• TO DO:
(a) In the essay on the Battle of Guilford Courthouse, which rivers are named as limiting Cornwallis' maneuverability in North Carolina?
(b) Carry on the essay about the Battle of Guilford Courthouse from its last sentence.

• SOURCE:
— Start —

The Battle of Guilford Couthouse: Harbinger of the British Defeat at Yorktown
As the southern campaign
progressed during the last phase of the American Revolution, British commanders
labored under several false assumptions that would hinder their efforts in the Carolinas and ultimately cost them the war. The untenable
position faced by Lord Cornwallis at Yorktown caused by lack of reinforcements
and supplies began at the battle of Guilford Courthouse, a pyrrhic victory that
cost him a quarter of his army. It became evident to military commanders as
well as members of Parliament that although Guilford Courthouse represented “a
complete victory over the rebels,” the cost of victory could not be sustained.
The British March through North Carolina
North
Carolina witnessed some of
the bloodiest and most savage fighting of the entire War for Independence. This possibility was not
foreseen by British military planners who assumed that the state contained more
loyalists than rebels. The assumption proved to be false. Those loyalists that
might have joined Cornwallis swiftly reconsidered after the massacre of
loyalists by Colonel Tarleton’s cavalry, mistaking them for rebels.
Additionally, North Carolina geography
was not well suited for Cornwallis’ march north. The province was full of
rivers like the Catawba, Dan, and Yadkin, restricting opportunities at greater
maneuverability, especially as patriot forces began to oppose British units
sent to garrison key North Carolina
cities.
British troops had been told
to expect supportive loyalist farmers that would provide food and drink as the
army advanced. This proved to be another false assumption. Additionally, the Carolinas had offered stiff resistance and weakened the
British forces. South of the North
Carolina border, the battles of King’s Mountain and
Hannah’s Cowpens devastated British and loyalist forces. Cornwallis, referring
to Cowpens, stated that it was the “most serious calamity since Saratoga.”

— End —

• SUPPLIED MATERIAL:
— Start —

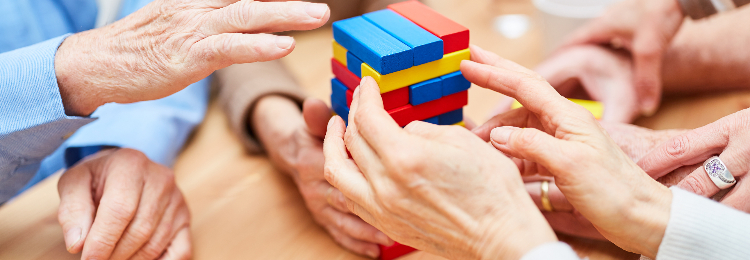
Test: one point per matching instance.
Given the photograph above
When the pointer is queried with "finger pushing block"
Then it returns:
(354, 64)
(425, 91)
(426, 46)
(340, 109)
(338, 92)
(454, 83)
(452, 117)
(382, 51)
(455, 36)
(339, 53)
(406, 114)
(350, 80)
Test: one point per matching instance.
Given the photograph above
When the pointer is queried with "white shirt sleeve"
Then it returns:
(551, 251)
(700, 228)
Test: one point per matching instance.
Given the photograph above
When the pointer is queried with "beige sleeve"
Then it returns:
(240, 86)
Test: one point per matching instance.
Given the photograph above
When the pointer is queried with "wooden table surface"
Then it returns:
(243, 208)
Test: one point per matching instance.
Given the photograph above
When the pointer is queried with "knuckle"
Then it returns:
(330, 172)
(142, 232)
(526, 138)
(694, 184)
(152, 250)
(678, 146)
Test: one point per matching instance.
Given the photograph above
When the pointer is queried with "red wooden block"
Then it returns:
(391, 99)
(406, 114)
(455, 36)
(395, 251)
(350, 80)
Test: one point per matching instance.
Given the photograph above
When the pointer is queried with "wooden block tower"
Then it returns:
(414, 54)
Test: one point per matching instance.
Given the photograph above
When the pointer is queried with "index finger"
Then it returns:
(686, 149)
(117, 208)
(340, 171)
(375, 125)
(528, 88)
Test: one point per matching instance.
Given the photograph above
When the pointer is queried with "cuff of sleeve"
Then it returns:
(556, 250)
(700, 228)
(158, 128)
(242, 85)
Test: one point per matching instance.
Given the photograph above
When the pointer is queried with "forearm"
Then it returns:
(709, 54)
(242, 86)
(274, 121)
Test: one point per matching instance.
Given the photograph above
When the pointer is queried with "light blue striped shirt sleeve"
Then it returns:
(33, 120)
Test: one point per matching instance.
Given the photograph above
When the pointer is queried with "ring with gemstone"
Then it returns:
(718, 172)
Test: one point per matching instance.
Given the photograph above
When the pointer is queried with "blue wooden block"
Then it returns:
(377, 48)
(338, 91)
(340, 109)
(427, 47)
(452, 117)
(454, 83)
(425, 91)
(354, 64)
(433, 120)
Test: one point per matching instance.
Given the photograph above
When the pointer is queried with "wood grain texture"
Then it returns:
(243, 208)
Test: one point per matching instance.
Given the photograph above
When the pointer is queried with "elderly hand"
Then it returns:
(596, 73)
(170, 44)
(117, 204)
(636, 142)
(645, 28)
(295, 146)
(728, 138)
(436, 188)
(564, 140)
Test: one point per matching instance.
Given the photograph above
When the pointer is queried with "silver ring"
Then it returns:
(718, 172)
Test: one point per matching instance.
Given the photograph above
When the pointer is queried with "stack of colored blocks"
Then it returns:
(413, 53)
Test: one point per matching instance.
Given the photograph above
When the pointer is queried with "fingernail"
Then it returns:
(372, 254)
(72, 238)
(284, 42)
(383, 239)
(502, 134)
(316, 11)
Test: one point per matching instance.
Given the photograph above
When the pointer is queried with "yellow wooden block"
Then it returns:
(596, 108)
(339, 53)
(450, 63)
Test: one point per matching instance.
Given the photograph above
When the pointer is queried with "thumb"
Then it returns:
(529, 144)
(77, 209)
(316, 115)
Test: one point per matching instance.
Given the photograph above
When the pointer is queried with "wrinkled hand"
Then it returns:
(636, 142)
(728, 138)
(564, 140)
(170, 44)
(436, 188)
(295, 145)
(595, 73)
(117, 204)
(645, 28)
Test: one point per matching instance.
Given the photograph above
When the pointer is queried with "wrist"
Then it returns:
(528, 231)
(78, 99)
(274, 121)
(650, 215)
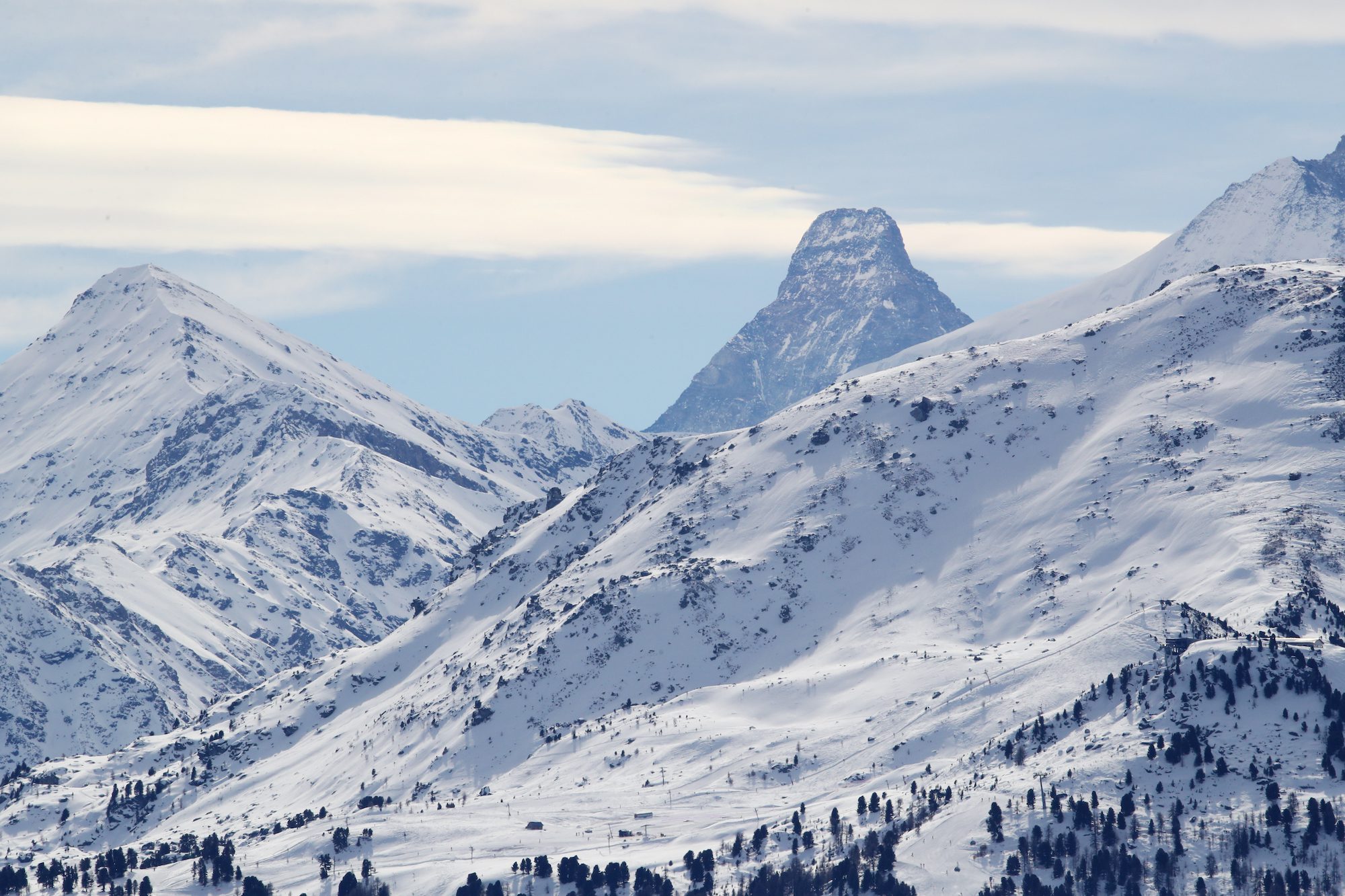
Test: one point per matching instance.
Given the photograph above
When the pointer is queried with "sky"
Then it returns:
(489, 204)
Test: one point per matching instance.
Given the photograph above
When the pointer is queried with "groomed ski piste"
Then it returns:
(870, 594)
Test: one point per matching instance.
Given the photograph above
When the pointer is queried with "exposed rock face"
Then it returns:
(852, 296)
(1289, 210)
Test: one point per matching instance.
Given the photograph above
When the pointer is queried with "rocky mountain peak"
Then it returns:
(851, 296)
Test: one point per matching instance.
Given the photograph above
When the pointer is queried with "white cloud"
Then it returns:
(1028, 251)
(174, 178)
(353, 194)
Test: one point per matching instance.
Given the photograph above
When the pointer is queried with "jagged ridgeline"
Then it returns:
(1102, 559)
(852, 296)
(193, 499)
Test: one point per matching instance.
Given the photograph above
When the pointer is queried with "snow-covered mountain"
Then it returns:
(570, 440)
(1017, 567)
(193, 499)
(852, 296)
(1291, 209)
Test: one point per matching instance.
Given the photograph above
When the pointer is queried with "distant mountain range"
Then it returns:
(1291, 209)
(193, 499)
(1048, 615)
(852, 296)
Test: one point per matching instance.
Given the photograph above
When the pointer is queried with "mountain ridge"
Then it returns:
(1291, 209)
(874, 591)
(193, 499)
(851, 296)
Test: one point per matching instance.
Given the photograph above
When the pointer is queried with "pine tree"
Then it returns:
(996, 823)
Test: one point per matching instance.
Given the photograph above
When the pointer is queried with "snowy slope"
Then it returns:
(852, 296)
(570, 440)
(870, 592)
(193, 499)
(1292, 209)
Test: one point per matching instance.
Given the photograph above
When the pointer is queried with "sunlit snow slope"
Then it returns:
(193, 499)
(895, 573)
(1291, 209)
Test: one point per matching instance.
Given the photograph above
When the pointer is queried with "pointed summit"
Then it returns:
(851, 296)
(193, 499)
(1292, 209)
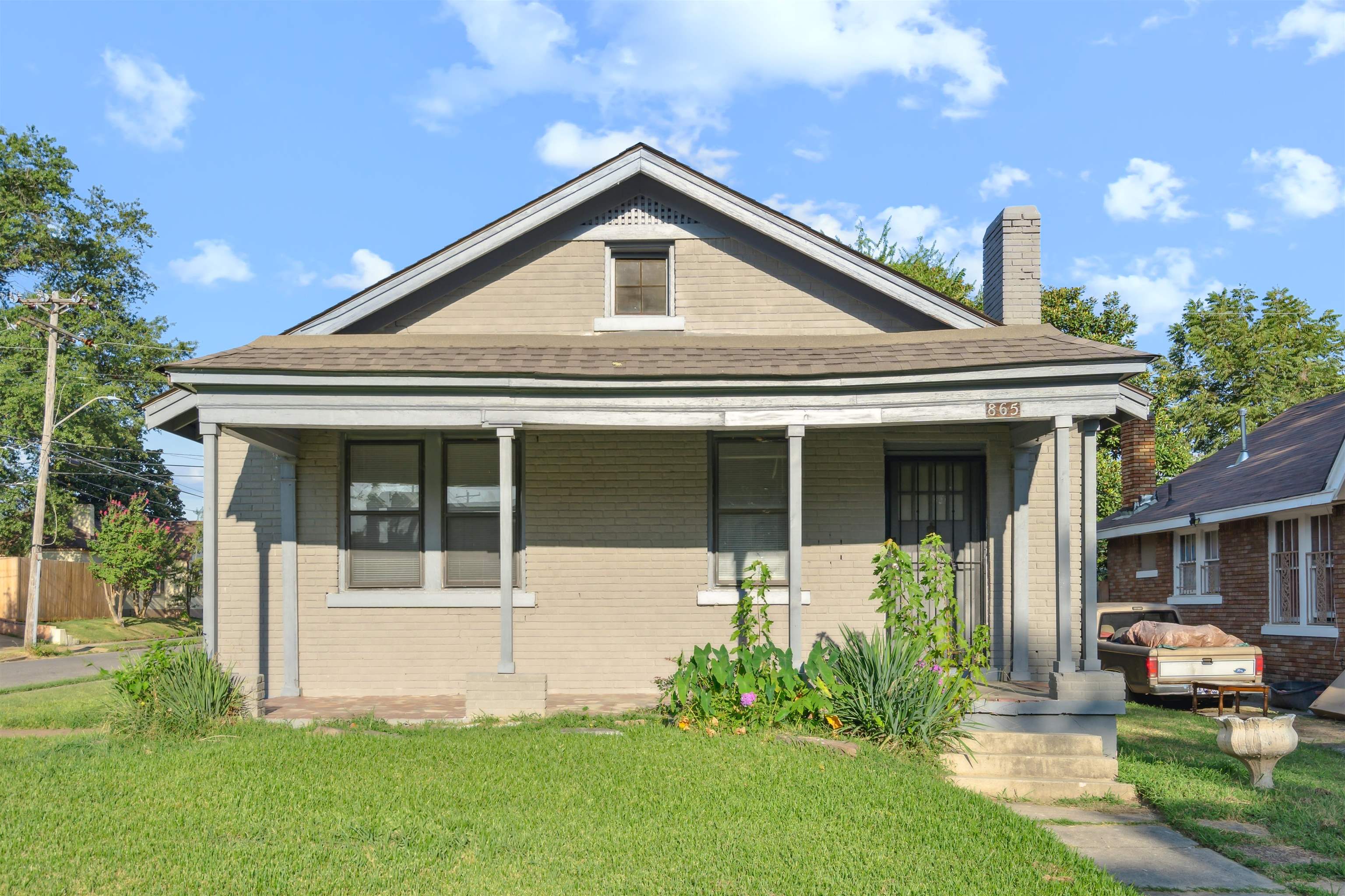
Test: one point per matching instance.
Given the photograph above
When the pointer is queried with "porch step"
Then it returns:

— End —

• RESPONSES FOR EACH TASK:
(a) The Catawba, Dan, and Yadkin.

(b)
Battle of Guilford
Courthouse
At Guilford Courthouse, not
far from the Virginia
border, General Nathaniel Greene’s 4,500 men met the much smaller British army
of 2,000. Arranged in three lines, the patriots had the advantage of terrain.
Greene’s first and second line, representing local militia as well as Virginia militia,
rapidly broke.
The third line, however, was
made up of Continentals, regular, veteran troops. They held the high ground and
almost succeeded in turning the British advance. Military historians speculate
that if General Greene had ordered a charge, the weary British grenadiers and
Guards units would have crumbled and the entire war would have been over.
Lord Cornwallis ordered the
firing of grapeshot into the melee, killing as many of his own men as those of
the enemy. The action succeeded and Greene ordered a withdrawal, leaving the
British in control of the battlefield. Without food and enduring heavy rains,
morale decreased. Further, Cornwallis had lost a quarter of his command and
would limp into Virginia
with only 1,435 men fit for combat duty.
Effects of Guilford Courthouse
British planners could not
see the impending disaster. Although Benedict Arnold, who had recently changed
allegiance to the British cause, was successfully harassing Virginia
patriots and disparate military units, neither Virginia
nor the Carolinas were solidly under British
control. In fact, Cornwallis remarked in a letter to Lord Germain in London that rebel activity in the Carolinas
was far more active and widespread than had been assumed.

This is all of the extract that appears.